#### Aim of the exercise
In the answer, give only the lines from the one containing "Camera-trap tagging: put a point on every instance of the denim" to the end of the listing below, each reproduced word for word.

#### Data records
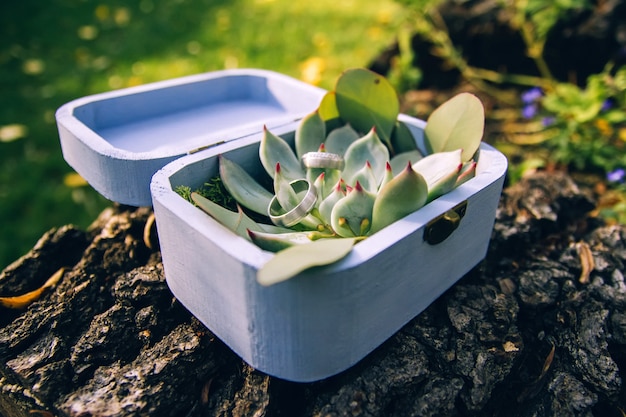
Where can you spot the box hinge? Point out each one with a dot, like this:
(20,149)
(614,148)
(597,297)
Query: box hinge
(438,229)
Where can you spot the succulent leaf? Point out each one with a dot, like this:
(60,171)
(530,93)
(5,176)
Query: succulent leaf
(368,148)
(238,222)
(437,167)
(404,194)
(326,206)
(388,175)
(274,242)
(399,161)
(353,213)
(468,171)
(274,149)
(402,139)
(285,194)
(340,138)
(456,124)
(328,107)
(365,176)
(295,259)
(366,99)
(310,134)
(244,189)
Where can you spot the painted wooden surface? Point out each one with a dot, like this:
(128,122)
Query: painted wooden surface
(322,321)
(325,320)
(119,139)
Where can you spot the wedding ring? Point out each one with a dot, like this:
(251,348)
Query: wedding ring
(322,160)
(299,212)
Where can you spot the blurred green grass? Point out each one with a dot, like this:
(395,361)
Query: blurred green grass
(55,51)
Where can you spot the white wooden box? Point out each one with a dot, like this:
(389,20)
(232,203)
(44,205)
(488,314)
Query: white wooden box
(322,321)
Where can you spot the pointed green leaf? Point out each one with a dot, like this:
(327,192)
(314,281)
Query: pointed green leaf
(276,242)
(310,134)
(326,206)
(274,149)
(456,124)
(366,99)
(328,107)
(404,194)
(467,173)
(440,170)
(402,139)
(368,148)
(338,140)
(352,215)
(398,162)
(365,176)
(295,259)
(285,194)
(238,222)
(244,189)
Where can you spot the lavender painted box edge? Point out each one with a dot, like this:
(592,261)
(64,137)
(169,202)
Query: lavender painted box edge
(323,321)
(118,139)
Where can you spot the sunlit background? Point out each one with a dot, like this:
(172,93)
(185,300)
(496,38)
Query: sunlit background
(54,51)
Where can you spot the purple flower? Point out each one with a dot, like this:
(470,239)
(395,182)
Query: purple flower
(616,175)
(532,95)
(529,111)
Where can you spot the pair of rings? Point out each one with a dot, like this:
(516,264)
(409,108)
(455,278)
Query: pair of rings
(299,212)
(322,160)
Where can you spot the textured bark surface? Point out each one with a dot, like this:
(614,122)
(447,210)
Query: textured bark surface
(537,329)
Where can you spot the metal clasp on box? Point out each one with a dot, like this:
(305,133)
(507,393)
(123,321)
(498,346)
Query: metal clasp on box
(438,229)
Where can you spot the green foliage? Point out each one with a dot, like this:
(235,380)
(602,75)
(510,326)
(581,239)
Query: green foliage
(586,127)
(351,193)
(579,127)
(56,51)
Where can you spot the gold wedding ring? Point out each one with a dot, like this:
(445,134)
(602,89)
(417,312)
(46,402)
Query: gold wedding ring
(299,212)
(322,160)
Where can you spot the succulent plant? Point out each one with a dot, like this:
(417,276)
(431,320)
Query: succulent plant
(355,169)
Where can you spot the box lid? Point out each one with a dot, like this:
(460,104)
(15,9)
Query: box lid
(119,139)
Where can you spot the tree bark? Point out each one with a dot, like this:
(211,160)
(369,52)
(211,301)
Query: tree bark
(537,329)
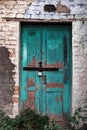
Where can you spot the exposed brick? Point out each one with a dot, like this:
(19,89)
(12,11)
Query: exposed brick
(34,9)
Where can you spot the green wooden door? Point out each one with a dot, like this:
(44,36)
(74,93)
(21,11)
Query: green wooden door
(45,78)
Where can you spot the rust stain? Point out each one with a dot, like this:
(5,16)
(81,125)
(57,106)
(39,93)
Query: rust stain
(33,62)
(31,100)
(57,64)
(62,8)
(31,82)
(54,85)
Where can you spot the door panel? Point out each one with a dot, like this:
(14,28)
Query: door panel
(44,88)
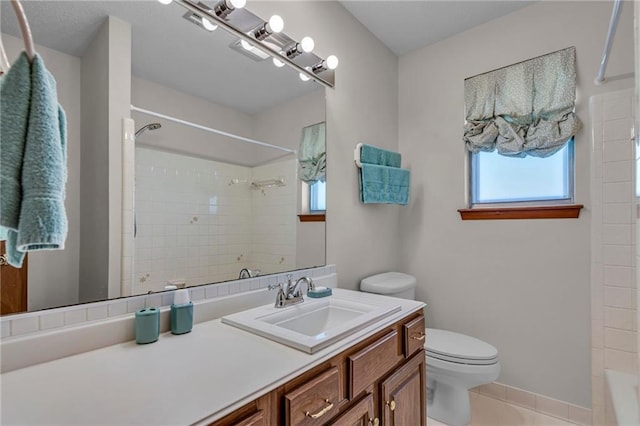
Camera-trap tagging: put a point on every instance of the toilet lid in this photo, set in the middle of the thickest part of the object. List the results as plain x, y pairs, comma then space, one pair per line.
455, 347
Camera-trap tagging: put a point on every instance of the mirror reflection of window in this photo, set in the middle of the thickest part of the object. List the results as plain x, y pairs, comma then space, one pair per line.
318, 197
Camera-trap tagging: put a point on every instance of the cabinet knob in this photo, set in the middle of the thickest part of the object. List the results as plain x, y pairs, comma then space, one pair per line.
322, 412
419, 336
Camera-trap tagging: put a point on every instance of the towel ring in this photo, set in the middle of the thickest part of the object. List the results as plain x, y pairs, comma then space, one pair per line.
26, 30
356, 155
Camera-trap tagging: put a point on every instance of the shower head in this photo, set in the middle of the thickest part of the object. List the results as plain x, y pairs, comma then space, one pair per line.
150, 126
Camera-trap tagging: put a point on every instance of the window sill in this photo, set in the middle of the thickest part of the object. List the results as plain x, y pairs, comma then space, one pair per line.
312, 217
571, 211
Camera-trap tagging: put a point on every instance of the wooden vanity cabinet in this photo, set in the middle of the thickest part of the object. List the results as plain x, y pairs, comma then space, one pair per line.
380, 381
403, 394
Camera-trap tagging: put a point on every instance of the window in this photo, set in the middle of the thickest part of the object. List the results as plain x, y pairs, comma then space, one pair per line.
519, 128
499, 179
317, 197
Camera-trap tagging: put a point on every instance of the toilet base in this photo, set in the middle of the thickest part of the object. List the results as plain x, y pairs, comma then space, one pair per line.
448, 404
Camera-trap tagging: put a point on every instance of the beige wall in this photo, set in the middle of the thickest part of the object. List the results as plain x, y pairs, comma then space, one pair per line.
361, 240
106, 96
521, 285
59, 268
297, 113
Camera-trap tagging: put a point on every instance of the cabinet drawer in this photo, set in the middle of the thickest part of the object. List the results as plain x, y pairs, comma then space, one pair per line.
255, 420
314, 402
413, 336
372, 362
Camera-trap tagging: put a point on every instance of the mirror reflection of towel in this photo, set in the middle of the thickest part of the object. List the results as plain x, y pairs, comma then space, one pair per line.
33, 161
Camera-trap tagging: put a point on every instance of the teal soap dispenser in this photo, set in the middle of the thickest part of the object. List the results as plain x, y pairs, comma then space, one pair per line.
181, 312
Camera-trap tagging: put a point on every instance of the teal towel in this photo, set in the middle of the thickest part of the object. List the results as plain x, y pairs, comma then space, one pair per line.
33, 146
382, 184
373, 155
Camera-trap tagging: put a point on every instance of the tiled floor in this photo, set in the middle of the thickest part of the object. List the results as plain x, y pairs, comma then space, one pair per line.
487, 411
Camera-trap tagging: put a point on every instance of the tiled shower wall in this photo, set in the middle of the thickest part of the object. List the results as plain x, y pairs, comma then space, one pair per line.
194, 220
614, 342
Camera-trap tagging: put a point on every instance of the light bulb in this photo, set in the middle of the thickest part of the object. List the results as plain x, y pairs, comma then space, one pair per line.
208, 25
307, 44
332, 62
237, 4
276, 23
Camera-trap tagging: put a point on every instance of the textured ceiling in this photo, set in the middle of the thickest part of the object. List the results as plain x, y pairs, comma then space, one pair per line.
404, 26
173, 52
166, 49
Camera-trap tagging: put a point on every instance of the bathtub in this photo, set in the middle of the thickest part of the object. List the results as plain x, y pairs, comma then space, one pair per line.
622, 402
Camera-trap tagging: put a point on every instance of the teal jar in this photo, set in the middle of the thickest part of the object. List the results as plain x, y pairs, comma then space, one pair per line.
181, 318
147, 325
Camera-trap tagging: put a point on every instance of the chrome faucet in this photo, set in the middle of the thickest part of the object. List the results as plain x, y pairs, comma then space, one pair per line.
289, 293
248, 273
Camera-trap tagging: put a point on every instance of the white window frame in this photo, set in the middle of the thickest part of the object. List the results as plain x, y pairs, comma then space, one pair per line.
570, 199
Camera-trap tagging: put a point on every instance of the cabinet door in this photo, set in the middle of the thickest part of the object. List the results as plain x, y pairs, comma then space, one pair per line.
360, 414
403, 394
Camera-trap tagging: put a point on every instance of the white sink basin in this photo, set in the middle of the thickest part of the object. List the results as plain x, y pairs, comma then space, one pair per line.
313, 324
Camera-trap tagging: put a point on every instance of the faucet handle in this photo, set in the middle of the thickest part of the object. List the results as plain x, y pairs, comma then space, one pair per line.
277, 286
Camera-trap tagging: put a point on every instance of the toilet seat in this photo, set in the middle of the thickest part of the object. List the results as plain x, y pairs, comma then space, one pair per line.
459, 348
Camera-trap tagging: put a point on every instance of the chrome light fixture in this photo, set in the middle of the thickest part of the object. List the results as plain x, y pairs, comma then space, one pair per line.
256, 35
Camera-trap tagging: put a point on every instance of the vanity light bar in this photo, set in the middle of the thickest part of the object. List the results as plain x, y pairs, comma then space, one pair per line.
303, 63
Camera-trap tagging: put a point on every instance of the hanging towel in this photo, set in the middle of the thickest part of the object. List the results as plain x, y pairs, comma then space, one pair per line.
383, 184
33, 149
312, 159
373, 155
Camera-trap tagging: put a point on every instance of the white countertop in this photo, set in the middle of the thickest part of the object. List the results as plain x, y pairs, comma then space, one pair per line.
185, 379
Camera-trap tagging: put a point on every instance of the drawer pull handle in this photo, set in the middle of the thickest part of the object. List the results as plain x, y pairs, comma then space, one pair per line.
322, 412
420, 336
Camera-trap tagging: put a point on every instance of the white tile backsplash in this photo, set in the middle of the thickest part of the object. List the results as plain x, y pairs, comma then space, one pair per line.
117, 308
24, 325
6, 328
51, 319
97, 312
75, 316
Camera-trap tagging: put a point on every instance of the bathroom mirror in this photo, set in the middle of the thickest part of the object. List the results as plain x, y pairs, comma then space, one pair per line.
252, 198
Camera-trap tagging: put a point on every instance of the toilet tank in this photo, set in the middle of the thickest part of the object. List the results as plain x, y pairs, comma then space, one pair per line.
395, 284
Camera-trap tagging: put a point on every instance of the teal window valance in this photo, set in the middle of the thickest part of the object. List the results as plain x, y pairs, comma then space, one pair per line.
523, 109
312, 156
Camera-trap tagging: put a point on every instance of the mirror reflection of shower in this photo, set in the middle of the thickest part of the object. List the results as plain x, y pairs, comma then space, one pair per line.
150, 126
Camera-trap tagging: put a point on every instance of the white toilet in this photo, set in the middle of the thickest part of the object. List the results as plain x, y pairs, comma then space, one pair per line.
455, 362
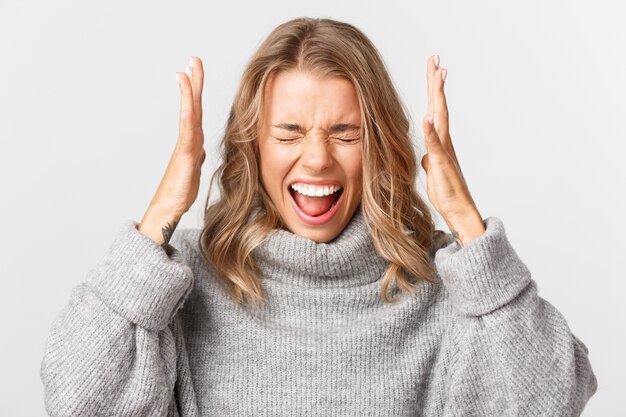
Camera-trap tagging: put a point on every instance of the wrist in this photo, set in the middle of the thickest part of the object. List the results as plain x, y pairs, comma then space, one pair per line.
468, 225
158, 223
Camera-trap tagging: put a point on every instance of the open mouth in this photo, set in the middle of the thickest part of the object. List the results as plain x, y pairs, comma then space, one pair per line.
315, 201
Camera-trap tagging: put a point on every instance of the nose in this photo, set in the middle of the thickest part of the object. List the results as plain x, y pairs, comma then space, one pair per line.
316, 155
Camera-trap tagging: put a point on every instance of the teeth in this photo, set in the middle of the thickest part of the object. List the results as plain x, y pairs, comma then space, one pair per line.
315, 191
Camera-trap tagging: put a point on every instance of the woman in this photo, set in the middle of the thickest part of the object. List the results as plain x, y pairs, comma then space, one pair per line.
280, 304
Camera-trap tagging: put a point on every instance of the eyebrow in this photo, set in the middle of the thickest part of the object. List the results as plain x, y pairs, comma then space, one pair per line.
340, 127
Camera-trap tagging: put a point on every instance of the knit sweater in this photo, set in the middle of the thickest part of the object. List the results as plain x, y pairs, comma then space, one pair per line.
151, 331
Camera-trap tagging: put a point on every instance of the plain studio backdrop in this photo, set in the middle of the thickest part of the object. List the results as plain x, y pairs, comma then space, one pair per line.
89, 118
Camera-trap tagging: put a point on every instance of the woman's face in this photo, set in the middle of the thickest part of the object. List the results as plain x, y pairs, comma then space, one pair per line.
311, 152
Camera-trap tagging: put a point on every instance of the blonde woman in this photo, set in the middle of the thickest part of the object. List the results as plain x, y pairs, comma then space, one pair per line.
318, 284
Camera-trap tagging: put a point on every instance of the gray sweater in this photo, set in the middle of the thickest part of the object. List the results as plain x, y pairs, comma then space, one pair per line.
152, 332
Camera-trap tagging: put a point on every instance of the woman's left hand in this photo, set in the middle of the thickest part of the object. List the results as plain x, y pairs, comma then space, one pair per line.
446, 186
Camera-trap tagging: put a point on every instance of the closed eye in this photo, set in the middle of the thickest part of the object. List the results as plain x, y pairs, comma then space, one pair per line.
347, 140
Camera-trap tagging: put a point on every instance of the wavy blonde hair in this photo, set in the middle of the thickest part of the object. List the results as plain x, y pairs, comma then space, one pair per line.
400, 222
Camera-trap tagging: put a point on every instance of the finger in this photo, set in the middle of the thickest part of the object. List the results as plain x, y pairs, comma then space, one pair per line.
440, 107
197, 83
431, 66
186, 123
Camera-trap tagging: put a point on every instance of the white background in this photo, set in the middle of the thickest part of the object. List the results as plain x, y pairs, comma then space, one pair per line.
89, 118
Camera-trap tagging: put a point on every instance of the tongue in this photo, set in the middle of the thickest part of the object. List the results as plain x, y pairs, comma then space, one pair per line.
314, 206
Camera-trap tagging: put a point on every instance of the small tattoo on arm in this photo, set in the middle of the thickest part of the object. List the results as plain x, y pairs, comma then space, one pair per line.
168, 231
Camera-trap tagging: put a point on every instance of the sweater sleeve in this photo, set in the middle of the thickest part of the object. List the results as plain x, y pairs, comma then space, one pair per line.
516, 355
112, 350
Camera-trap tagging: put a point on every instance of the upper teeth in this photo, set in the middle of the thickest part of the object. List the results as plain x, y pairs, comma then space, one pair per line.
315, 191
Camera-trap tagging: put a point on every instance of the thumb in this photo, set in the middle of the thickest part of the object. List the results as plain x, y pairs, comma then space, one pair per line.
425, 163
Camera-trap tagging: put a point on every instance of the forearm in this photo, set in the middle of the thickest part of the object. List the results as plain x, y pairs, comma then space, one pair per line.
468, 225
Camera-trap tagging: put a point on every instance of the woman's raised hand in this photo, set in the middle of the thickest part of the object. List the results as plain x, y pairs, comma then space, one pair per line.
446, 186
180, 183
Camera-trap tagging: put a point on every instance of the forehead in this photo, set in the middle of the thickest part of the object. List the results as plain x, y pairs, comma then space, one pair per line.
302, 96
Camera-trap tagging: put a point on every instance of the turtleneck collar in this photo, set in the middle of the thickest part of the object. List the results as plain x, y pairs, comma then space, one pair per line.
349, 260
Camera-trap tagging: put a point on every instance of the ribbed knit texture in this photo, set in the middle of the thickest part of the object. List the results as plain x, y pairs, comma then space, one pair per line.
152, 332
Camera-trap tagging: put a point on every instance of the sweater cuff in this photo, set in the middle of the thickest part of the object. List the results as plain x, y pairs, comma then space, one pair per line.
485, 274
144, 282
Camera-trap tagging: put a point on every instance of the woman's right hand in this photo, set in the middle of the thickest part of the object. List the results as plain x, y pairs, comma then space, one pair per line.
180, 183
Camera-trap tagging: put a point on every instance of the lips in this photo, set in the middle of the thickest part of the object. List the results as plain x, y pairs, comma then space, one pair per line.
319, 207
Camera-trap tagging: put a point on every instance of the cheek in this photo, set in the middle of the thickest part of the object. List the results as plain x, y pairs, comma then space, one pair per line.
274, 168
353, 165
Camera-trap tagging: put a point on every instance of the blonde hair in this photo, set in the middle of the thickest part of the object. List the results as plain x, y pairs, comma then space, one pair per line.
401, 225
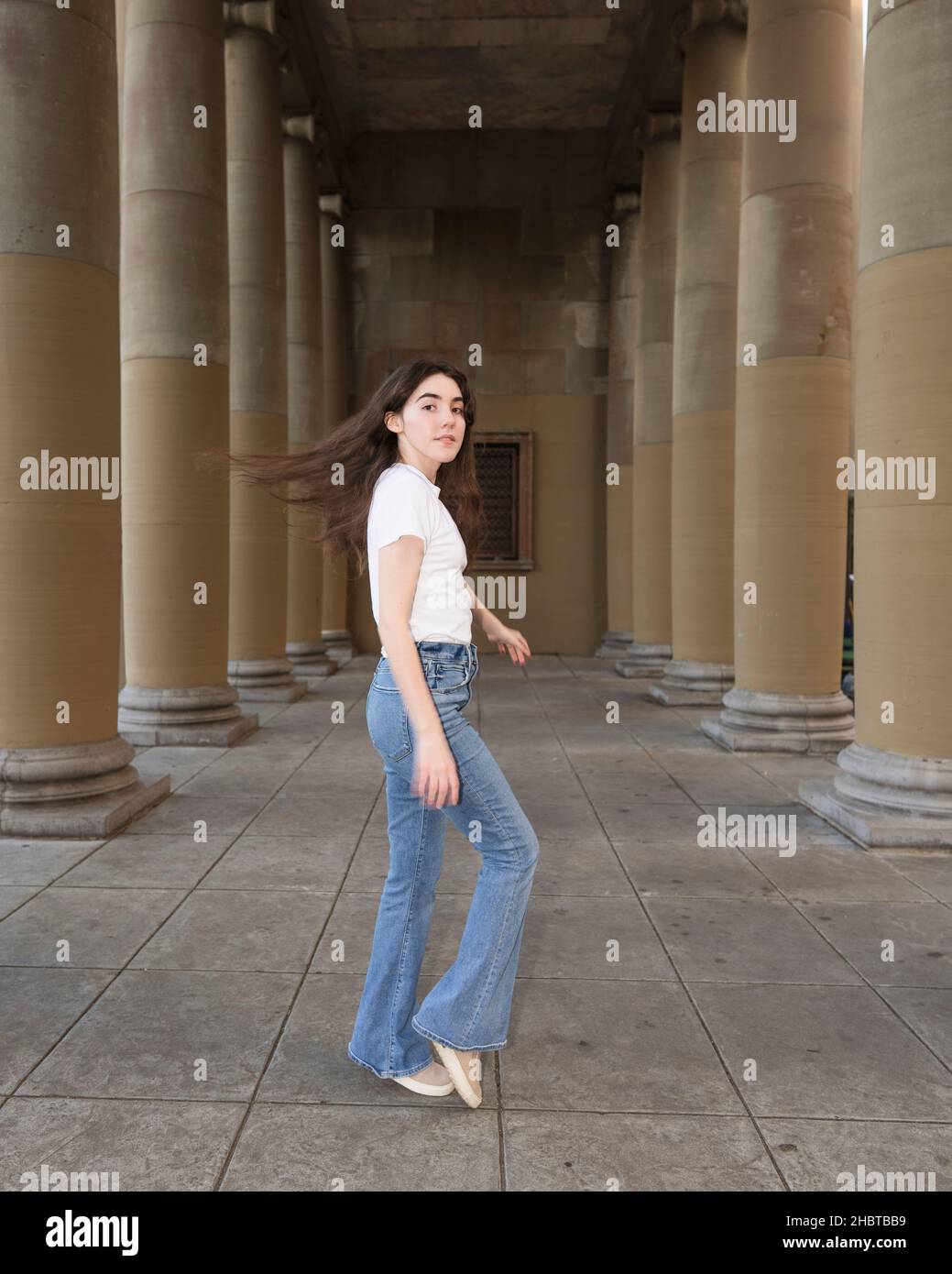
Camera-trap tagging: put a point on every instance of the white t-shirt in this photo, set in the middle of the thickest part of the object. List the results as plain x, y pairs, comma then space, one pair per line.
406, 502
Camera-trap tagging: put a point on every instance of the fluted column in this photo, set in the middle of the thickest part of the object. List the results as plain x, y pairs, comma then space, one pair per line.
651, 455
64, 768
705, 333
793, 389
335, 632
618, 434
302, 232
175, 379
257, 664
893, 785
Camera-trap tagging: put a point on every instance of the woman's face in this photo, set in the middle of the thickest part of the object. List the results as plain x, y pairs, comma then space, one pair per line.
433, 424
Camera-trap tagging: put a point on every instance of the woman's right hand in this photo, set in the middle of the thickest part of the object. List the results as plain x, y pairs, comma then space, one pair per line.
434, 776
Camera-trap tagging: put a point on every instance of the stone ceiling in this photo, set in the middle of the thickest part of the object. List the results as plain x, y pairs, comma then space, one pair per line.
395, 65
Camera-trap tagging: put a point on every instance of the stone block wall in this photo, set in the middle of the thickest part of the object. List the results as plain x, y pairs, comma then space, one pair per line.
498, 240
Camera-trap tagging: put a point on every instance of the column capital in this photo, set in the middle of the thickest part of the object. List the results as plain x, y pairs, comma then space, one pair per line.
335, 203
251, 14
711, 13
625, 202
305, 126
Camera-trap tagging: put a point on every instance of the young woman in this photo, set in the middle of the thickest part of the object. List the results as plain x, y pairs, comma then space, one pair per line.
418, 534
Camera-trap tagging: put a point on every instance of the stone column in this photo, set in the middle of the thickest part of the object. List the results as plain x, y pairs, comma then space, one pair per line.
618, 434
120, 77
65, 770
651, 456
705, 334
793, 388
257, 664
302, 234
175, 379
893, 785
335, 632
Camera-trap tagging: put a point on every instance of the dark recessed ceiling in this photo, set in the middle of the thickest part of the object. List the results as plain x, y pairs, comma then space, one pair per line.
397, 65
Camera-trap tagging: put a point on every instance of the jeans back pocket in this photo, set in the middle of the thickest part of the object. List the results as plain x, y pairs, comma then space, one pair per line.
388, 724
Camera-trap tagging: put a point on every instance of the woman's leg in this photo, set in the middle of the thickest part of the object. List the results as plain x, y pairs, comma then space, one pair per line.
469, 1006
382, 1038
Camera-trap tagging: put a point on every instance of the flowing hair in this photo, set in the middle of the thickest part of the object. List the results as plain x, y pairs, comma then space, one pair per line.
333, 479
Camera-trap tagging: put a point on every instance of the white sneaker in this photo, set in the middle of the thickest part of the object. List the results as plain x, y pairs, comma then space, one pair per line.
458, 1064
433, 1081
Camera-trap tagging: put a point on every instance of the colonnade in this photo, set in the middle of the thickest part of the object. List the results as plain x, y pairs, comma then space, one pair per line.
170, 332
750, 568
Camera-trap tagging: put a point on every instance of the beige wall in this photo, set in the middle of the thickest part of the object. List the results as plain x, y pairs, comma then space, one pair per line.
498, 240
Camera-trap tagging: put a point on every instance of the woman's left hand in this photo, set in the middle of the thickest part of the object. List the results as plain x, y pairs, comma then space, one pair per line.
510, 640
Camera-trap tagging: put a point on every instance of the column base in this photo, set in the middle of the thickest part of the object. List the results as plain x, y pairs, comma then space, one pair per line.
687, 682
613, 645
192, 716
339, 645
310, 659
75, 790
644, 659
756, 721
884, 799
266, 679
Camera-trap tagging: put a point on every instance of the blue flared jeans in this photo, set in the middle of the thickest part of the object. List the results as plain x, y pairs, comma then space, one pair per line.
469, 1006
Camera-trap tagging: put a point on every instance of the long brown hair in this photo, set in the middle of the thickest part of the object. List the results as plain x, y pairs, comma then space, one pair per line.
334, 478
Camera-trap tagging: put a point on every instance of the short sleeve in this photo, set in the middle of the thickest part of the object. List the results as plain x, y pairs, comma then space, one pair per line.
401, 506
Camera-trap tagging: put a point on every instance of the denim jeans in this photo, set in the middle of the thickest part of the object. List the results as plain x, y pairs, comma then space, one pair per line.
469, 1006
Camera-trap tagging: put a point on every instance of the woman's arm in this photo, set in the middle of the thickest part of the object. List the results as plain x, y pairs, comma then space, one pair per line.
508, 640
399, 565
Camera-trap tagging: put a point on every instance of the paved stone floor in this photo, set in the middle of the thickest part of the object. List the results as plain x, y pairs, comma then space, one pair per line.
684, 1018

#### Answer space
Camera-trap tagging: put a point on every instance of the denim jeans in this photo, set in the middle of the thickest part of the object. List the results as plain x, y pairs, comma then space, one pair per line.
469, 1006
Camera-trap tagging: put a point on every instance of the woman's arm in this photo, set in the middle of the thickest part of the object. List the results as plain x, y pairs, comma then space, one pair per line.
508, 640
399, 565
Camera-trap tagging: put a point on every instance of the paved stone floor in this photo, set in the middle of the thickest part of the object. List the results as plain x, y pairs, comma then space, one pair per line.
684, 1018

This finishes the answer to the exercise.